▶ [The exercise]
Find every line below that contains the string "woman" and copy each one. Matching is case-sensitive.

▶ [Data excerpts]
***
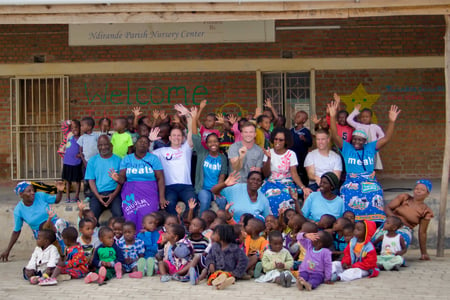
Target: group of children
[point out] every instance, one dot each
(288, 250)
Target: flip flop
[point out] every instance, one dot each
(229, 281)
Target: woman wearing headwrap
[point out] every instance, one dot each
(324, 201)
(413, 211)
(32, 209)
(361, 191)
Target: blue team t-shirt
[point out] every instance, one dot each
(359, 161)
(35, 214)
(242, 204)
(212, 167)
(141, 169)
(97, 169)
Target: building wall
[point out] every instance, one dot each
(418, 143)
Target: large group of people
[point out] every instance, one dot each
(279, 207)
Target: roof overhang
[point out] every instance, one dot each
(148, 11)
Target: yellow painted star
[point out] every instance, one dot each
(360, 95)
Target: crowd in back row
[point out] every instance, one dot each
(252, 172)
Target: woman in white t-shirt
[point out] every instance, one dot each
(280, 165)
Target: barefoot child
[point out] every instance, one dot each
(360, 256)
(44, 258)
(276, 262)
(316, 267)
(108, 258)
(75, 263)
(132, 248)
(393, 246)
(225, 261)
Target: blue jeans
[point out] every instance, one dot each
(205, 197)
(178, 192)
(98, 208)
***
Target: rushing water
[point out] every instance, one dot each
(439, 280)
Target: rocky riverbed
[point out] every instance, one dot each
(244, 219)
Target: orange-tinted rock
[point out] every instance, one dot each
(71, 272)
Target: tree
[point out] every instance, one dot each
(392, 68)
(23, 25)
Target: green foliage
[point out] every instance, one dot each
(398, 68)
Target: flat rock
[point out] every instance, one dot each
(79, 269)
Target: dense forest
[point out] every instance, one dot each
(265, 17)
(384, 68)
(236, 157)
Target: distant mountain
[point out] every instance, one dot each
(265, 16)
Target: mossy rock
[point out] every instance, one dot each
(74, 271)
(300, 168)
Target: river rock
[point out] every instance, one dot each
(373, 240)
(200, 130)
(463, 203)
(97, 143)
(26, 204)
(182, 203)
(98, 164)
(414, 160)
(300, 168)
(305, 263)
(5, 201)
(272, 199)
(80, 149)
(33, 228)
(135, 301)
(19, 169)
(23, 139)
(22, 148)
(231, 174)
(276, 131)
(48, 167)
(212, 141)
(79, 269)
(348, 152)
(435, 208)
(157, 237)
***
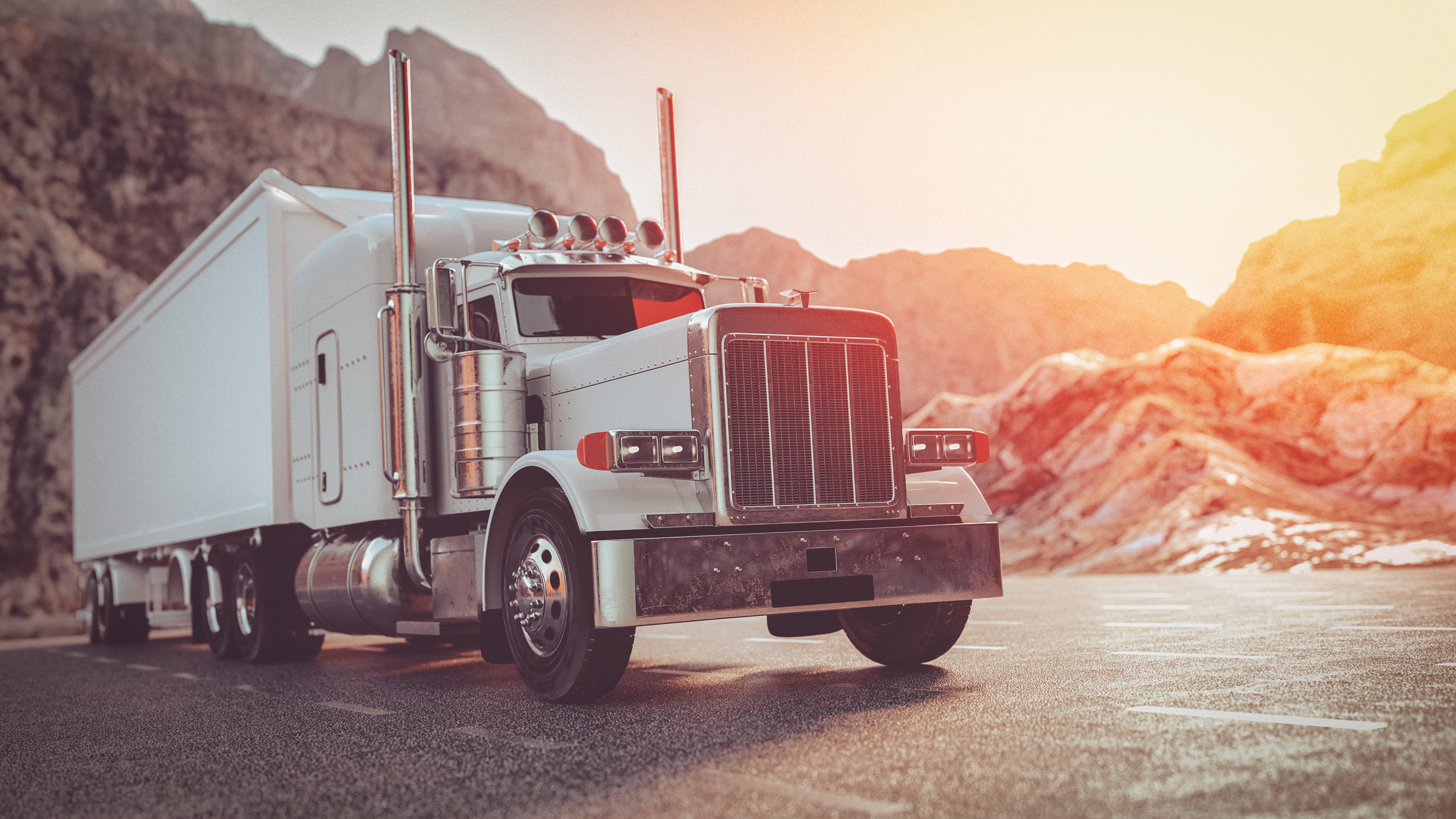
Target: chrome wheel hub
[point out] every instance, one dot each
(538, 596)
***
▶ [Result]
Target: woman wearing headwrap
Target: woman in white t-shirt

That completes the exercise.